(Location identification items)
..............................
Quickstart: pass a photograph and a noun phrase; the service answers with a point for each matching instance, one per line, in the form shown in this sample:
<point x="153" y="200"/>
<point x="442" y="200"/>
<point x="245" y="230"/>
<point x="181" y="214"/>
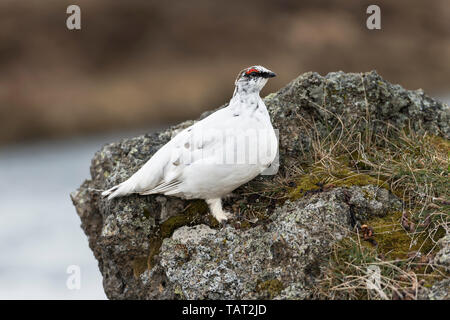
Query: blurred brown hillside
<point x="138" y="63"/>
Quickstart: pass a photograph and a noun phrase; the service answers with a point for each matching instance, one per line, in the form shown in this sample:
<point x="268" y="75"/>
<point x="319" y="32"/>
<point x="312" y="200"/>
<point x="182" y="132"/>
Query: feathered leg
<point x="215" y="206"/>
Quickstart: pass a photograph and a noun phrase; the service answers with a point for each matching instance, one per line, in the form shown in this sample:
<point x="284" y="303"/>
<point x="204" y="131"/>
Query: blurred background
<point x="140" y="65"/>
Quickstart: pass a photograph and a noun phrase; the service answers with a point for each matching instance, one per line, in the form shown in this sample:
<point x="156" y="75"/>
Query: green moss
<point x="140" y="264"/>
<point x="271" y="287"/>
<point x="318" y="178"/>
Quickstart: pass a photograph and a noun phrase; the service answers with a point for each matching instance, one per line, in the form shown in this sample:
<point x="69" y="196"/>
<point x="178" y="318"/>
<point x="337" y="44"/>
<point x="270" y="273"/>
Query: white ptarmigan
<point x="216" y="155"/>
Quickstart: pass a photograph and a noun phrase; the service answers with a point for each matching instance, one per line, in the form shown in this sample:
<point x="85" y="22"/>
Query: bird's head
<point x="253" y="79"/>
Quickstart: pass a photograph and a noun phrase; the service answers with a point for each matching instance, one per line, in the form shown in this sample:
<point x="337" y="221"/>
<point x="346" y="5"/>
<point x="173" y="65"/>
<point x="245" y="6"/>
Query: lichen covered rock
<point x="162" y="247"/>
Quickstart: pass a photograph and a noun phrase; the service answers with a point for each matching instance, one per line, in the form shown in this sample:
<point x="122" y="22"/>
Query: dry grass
<point x="415" y="167"/>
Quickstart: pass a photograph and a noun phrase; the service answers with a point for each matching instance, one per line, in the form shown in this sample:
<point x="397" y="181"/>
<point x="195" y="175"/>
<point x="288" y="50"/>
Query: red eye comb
<point x="251" y="70"/>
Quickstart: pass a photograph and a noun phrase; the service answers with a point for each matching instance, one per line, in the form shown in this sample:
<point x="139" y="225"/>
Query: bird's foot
<point x="223" y="216"/>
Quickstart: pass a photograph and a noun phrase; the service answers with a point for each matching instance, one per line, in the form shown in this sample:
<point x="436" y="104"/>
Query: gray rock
<point x="274" y="260"/>
<point x="442" y="258"/>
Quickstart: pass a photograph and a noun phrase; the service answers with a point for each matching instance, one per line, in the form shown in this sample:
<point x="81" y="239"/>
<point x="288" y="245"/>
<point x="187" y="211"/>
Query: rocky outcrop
<point x="157" y="247"/>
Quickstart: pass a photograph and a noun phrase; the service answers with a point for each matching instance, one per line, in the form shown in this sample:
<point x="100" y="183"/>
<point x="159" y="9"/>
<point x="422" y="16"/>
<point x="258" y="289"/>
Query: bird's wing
<point x="163" y="172"/>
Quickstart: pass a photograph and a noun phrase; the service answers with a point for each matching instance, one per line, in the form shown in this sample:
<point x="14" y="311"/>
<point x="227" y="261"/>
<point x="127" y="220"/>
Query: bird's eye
<point x="252" y="71"/>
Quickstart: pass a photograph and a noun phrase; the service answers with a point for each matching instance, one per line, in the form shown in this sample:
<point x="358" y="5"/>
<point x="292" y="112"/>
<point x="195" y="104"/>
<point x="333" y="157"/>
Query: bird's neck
<point x="246" y="101"/>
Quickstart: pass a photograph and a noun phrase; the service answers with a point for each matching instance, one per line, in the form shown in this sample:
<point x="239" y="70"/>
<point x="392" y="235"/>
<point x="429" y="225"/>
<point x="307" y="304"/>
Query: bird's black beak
<point x="269" y="74"/>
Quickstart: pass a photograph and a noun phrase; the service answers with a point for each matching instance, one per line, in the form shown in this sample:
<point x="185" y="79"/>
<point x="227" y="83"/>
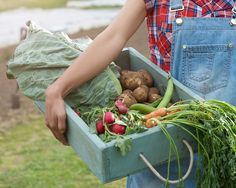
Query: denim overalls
<point x="203" y="57"/>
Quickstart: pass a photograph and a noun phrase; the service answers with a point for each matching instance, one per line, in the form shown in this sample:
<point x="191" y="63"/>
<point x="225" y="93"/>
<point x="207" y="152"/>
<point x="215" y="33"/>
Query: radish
<point x="122" y="108"/>
<point x="109" y="117"/>
<point x="78" y="113"/>
<point x="100" y="127"/>
<point x="118" y="129"/>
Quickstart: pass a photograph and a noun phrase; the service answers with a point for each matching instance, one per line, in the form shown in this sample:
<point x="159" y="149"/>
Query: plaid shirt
<point x="159" y="20"/>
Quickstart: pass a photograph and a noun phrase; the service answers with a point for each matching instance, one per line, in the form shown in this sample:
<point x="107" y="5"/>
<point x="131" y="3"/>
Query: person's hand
<point x="55" y="115"/>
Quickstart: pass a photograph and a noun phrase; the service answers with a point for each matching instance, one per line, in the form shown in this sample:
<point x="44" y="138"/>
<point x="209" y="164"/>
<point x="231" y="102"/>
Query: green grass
<point x="31" y="157"/>
<point x="12" y="4"/>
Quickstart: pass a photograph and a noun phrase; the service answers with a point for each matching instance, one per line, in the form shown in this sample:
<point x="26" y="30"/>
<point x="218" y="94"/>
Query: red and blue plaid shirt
<point x="159" y="20"/>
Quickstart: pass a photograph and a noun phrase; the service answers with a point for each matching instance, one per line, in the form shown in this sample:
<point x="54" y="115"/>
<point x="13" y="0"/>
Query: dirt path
<point x="9" y="117"/>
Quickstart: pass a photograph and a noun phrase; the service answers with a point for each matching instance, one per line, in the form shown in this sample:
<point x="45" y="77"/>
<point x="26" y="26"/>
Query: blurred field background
<point x="12" y="4"/>
<point x="30" y="156"/>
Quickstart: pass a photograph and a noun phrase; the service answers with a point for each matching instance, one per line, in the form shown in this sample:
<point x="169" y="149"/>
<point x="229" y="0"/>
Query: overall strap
<point x="176" y="5"/>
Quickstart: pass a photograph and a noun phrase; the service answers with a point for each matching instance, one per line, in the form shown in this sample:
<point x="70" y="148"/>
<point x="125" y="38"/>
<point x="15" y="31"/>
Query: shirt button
<point x="179" y="21"/>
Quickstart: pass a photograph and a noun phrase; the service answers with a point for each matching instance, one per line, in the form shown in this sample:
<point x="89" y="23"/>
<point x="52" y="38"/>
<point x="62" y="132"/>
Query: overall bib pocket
<point x="206" y="67"/>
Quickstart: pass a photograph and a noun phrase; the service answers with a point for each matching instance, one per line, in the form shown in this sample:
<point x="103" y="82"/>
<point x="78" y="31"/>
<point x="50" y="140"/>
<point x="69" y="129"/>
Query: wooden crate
<point x="103" y="159"/>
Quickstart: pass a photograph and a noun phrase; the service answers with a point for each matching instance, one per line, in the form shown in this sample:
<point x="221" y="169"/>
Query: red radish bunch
<point x="78" y="113"/>
<point x="100" y="127"/>
<point x="122" y="108"/>
<point x="118" y="129"/>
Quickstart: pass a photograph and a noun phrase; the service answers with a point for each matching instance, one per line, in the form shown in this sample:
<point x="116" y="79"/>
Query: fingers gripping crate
<point x="103" y="159"/>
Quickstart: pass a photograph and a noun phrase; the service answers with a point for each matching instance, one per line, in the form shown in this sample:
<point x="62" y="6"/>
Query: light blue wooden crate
<point x="103" y="159"/>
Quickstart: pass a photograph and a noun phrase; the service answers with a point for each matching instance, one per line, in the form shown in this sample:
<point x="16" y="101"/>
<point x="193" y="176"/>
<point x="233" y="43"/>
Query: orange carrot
<point x="151" y="123"/>
<point x="159" y="112"/>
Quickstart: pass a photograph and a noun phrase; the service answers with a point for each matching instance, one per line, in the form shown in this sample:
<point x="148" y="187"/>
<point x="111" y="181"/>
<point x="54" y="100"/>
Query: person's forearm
<point x="103" y="50"/>
<point x="94" y="60"/>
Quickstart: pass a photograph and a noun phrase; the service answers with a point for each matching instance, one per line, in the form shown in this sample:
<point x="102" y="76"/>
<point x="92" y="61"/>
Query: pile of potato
<point x="137" y="87"/>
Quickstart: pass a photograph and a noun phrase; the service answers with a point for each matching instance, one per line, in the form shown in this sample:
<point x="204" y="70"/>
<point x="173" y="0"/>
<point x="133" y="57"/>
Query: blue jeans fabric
<point x="203" y="59"/>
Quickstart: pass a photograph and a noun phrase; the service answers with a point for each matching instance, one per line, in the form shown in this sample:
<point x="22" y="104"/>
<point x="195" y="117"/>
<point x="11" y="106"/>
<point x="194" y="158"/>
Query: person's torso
<point x="160" y="18"/>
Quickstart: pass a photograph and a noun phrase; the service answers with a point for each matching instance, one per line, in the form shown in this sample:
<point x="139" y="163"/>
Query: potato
<point x="127" y="91"/>
<point x="127" y="99"/>
<point x="141" y="93"/>
<point x="147" y="77"/>
<point x="131" y="79"/>
<point x="153" y="94"/>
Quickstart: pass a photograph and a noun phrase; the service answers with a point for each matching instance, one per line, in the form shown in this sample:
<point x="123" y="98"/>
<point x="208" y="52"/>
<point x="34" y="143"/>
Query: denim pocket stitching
<point x="206" y="88"/>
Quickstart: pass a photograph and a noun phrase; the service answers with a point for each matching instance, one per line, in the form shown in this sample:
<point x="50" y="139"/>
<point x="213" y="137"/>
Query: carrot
<point x="159" y="112"/>
<point x="151" y="123"/>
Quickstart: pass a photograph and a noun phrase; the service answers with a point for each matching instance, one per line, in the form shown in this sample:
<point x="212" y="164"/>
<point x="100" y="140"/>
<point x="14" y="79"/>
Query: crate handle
<point x="159" y="176"/>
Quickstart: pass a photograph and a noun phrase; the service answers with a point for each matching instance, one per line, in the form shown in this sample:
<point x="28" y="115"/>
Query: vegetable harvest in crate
<point x="115" y="110"/>
<point x="213" y="122"/>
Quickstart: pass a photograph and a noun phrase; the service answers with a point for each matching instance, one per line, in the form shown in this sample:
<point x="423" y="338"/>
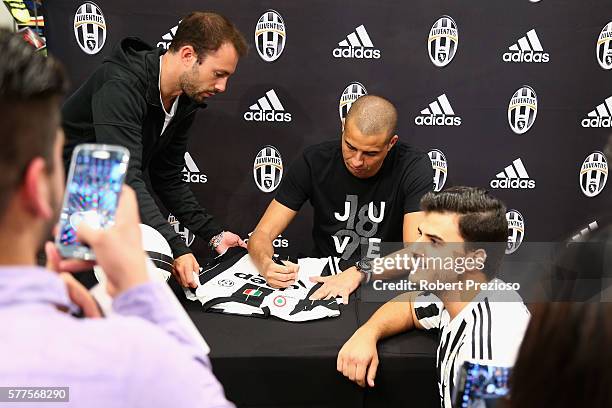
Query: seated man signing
<point x="365" y="189"/>
<point x="477" y="316"/>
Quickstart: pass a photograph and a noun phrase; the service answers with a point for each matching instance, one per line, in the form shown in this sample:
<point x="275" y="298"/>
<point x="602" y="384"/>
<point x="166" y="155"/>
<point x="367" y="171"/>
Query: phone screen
<point x="95" y="179"/>
<point x="478" y="382"/>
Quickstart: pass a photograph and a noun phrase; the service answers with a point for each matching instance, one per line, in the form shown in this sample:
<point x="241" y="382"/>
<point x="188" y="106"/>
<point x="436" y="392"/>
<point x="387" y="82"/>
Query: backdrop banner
<point x="512" y="96"/>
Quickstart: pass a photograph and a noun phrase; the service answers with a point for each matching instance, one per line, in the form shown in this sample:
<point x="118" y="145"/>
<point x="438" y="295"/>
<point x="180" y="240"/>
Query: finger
<point x="127" y="208"/>
<point x="322" y="292"/>
<point x="283" y="277"/>
<point x="291" y="267"/>
<point x="53" y="256"/>
<point x="346" y="363"/>
<point x="81" y="297"/>
<point x="360" y="373"/>
<point x="187" y="280"/>
<point x="352" y="372"/>
<point x="319" y="279"/>
<point x="276" y="284"/>
<point x="339" y="361"/>
<point x="330" y="295"/>
<point x="75" y="265"/>
<point x="86" y="234"/>
<point x="180" y="276"/>
<point x="372" y="371"/>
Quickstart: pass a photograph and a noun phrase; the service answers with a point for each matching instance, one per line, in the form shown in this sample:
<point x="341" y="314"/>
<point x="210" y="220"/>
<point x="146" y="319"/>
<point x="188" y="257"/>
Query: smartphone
<point x="479" y="385"/>
<point x="95" y="178"/>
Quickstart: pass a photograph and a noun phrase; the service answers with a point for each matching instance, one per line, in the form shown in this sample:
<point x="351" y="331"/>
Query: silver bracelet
<point x="216" y="240"/>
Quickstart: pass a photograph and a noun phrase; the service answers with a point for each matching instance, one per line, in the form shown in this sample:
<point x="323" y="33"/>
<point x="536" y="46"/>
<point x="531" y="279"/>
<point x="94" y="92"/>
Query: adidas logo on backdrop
<point x="527" y="49"/>
<point x="268" y="109"/>
<point x="514" y="176"/>
<point x="167" y="38"/>
<point x="439" y="113"/>
<point x="357" y="45"/>
<point x="191" y="172"/>
<point x="600" y="117"/>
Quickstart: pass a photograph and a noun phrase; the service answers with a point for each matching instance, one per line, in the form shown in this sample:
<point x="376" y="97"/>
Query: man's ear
<point x="392" y="142"/>
<point x="35" y="189"/>
<point x="188" y="55"/>
<point x="480" y="257"/>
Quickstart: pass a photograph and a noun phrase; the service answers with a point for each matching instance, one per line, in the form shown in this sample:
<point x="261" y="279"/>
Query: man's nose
<point x="221" y="85"/>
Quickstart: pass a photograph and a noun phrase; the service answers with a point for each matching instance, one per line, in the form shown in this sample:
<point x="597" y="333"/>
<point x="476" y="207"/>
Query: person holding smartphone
<point x="148" y="354"/>
<point x="146" y="99"/>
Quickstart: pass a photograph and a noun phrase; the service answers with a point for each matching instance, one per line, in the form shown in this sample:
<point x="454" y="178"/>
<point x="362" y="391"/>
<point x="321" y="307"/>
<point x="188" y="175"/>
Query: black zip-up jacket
<point x="120" y="104"/>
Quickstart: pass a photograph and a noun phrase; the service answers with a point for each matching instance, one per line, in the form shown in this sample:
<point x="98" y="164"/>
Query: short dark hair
<point x="482" y="219"/>
<point x="30" y="87"/>
<point x="567" y="344"/>
<point x="372" y="115"/>
<point x="206" y="32"/>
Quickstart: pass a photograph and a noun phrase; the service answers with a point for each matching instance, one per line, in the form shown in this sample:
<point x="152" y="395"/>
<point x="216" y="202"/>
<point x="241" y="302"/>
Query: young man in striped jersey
<point x="486" y="325"/>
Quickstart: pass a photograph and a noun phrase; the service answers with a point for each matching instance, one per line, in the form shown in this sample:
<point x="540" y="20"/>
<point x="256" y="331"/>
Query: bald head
<point x="373" y="115"/>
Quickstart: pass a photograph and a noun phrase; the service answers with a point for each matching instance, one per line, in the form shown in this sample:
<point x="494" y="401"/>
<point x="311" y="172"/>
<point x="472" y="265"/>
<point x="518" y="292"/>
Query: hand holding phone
<point x="95" y="178"/>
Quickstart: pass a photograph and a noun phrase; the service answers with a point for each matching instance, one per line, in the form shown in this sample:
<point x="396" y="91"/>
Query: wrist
<point x="370" y="331"/>
<point x="133" y="275"/>
<point x="216" y="240"/>
<point x="356" y="273"/>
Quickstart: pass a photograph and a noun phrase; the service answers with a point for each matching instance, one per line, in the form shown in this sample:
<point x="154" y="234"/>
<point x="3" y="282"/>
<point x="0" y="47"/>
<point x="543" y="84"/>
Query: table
<point x="273" y="363"/>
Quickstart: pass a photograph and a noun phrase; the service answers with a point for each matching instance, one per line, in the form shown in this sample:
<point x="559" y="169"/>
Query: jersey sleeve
<point x="417" y="183"/>
<point x="295" y="188"/>
<point x="428" y="310"/>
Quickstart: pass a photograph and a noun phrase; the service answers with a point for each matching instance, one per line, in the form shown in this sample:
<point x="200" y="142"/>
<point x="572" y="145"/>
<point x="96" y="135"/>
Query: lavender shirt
<point x="142" y="356"/>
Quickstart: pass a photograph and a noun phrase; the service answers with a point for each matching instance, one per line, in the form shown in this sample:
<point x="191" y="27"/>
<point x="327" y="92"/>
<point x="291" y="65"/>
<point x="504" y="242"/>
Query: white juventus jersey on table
<point x="234" y="286"/>
<point x="486" y="330"/>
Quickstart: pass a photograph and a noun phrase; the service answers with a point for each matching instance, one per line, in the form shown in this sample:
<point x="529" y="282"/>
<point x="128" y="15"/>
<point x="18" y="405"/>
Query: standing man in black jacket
<point x="145" y="99"/>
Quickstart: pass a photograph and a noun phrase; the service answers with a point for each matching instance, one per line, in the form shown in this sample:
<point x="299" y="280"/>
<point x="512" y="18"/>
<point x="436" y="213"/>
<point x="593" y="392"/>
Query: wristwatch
<point x="216" y="240"/>
<point x="364" y="265"/>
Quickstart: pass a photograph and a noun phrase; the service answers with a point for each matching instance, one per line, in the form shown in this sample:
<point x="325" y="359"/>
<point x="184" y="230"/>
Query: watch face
<point x="365" y="265"/>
..............................
→ **Required task**
Can you gather and copy out every line in the listing above that contains the word "smartphone"?

→ **Task output**
Query: smartphone
Query: person holding smartphone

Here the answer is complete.